* _Given request a_:
Output the part of the forum thread about the video renderer that runs from "Nope the timing" down to "to Software Playback.", copied word for word.

* _Quoted text_:
* * * * * * * * *
The only change in the renderer that could cause a slowdown is that I've forced these two shader passes (plus one extra on the subtitle pass) for 10, 16 and 32-bit surfaces.
The frame interpolator is much too heavy for low-end video cards. Once it starts dropping frames, it only creates artifacts.
I just tested the detection system for the menu option, it correctly grays out during playback in my case. I can't gray the items out before the renderer is active.

@CruNcher: Does everything seem to be fixed by that decoder (such as the color format and timing)?

@ikarad: Here will be fine, as long as it's specific to what I've implemented. The usual bug reports should be posted on trac.

ikarad
5th September 2011, 16:08
@ikarad: Here will be fine, as long as it's specific to what I've implemented. The usual bug reports should be posted on trac.

Thanks
a bug with subrenderer in mpc-hc is specific at your version or not?

Hera
5th September 2011, 16:39
I only see an option to "Disable RGB Gamma Linearization" -
Checking that does allow me to use "16-bit Floating Point Surfaces" without any obvious frame dropping.

Disabling subtitles does nothing.

CruNcher
5th September 2011, 17:19
@Hera: Can you test the previous version on the ION with "gamma conversion of video RGB to linear RGB for floating point surfaces" set pre-resize, "gamma conversion of linear RGB to video RGB for floating point surfaces" set post-resize, and subtitles disabled?
The only change in the renderer that could cause a slowdown is that I've forced these two shader passes (plus one extra on the subtitle pass) for 10, 16 and 32-bit surfaces.
The frame interpolator is much too heavy for low-end video cards. Once it starts dropping frames, it only creates artifacts.
I just tested the detection system for the menu option, it correctly grays out during playback in my case. I can't gray the items out before the renderer is active.

@CruNcher: Does everything seem to be fixed by that decoder (such as the color format and timing)?

@ikarad: Here will be fine, as long as it's specific to what I've implemented. The usual bug reports should be posted on trac.

Nope the timing for that evil_tree sample is still wrong (the timing for my sample.ts is perfect 23.976 like in the screenshot above) compared to Software Playback.
* * * * * * * * *
Entries from a dataset
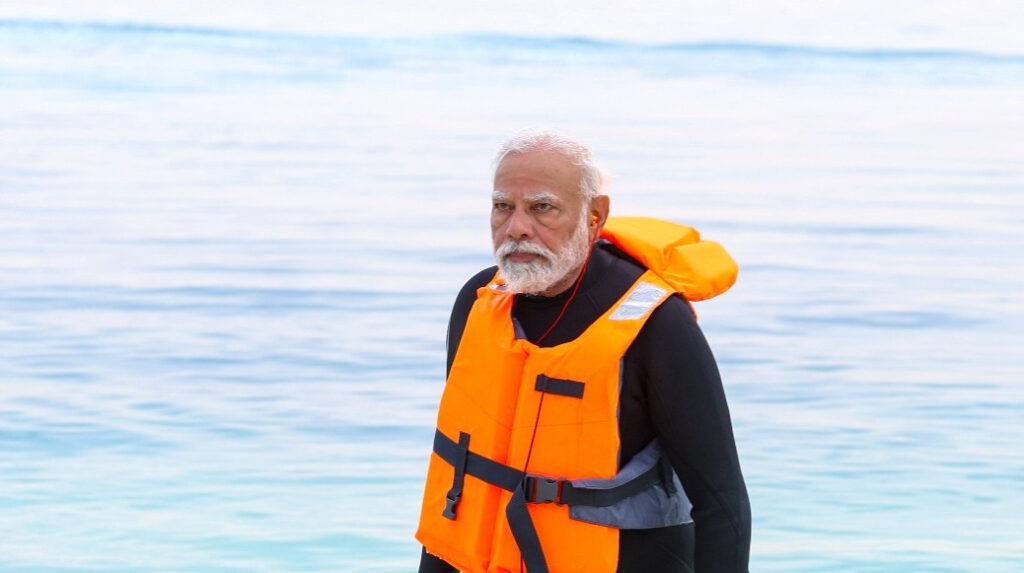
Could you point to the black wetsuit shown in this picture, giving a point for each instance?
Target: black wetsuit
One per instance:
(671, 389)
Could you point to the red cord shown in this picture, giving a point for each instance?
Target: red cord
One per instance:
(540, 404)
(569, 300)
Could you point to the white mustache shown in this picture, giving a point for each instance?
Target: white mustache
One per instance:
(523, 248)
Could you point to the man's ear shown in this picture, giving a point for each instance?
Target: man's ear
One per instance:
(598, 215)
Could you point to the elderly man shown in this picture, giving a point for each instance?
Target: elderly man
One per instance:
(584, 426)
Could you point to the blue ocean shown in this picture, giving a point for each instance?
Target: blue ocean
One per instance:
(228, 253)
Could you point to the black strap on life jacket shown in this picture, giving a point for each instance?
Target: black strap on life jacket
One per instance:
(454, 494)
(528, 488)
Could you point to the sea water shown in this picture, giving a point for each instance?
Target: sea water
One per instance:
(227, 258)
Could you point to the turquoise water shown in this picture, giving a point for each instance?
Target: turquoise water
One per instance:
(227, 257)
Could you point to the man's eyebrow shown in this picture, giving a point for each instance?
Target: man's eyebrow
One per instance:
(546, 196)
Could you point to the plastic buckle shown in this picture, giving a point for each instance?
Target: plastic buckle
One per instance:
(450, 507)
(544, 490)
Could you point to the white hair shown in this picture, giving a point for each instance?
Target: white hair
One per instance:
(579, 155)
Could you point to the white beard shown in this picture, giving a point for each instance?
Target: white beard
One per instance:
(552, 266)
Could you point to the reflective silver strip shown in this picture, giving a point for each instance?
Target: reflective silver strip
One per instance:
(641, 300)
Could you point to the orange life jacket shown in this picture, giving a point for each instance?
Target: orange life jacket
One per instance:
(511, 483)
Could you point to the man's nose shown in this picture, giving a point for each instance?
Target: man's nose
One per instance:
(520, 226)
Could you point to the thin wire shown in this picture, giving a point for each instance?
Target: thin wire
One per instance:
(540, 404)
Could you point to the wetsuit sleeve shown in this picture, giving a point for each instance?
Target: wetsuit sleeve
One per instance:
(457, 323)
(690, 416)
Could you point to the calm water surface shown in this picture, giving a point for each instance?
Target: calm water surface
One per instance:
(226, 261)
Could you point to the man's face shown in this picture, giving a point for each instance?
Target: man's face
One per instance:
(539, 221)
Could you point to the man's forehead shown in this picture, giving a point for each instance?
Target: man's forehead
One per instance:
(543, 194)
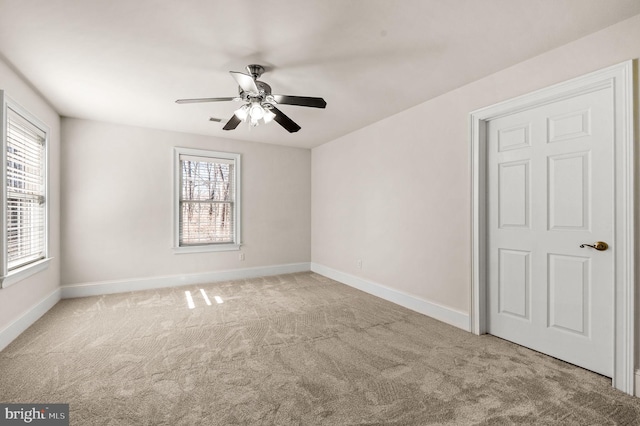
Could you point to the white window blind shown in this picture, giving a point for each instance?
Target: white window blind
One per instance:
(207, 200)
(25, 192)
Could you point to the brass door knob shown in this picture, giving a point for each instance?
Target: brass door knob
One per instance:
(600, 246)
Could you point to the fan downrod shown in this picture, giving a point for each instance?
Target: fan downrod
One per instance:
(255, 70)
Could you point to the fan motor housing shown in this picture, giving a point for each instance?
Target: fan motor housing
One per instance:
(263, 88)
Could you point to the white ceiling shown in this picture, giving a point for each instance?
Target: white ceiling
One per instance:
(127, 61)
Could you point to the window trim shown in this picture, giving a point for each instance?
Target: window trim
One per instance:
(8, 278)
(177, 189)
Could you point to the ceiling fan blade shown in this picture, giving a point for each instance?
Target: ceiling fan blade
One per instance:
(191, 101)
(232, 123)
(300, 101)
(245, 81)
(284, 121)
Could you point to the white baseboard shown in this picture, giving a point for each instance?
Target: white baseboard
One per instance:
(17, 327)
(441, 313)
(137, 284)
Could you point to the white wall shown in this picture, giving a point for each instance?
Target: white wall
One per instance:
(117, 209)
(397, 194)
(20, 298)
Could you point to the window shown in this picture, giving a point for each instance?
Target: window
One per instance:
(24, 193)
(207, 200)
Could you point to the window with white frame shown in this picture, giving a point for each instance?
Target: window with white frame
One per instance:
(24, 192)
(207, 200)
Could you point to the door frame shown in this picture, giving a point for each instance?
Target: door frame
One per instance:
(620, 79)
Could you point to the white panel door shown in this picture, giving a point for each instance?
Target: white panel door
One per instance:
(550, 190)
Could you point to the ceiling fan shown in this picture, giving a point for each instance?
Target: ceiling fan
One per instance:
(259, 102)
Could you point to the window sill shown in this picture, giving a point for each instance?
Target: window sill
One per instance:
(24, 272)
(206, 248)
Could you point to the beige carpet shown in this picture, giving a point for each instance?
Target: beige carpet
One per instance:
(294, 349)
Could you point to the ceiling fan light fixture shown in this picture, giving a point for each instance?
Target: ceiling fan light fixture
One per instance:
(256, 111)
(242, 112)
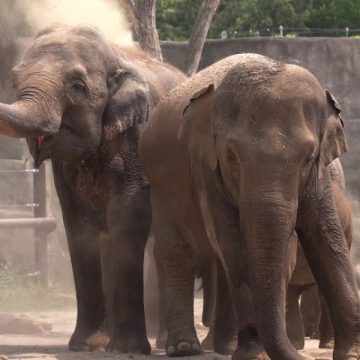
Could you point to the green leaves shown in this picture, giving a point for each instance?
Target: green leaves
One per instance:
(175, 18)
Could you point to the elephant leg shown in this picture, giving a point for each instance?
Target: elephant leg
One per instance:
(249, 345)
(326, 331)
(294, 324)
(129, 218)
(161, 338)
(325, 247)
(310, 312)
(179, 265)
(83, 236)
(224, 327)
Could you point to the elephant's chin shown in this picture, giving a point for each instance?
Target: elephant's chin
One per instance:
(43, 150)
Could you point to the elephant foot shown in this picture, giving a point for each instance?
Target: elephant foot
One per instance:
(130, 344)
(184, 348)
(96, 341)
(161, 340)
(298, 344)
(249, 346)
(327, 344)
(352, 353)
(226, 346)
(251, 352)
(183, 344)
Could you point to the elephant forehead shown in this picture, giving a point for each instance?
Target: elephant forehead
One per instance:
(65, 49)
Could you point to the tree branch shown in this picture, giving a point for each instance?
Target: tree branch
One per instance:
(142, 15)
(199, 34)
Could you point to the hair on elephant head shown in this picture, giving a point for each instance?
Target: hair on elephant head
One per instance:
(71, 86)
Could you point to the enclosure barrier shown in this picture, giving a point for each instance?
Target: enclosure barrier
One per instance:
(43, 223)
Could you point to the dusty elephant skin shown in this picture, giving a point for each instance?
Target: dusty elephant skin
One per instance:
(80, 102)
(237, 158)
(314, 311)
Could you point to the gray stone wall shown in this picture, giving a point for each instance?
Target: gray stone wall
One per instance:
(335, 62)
* * * * * * * * *
* _Given request b_:
Gather every line of the entries that contains the string "motor", treating uppercase and lowercase letters as different.

* _Final answer a_:
Nope the timing for that evil_tree sample is still wrong (the timing for my sample.ts is perfect 23.976 like in the screenshot above) compared to Software Playback.

* _Final answer b_:
Could you point to the fan motor housing shown in this picture, giving a point for each instance?
Target: fan motor housing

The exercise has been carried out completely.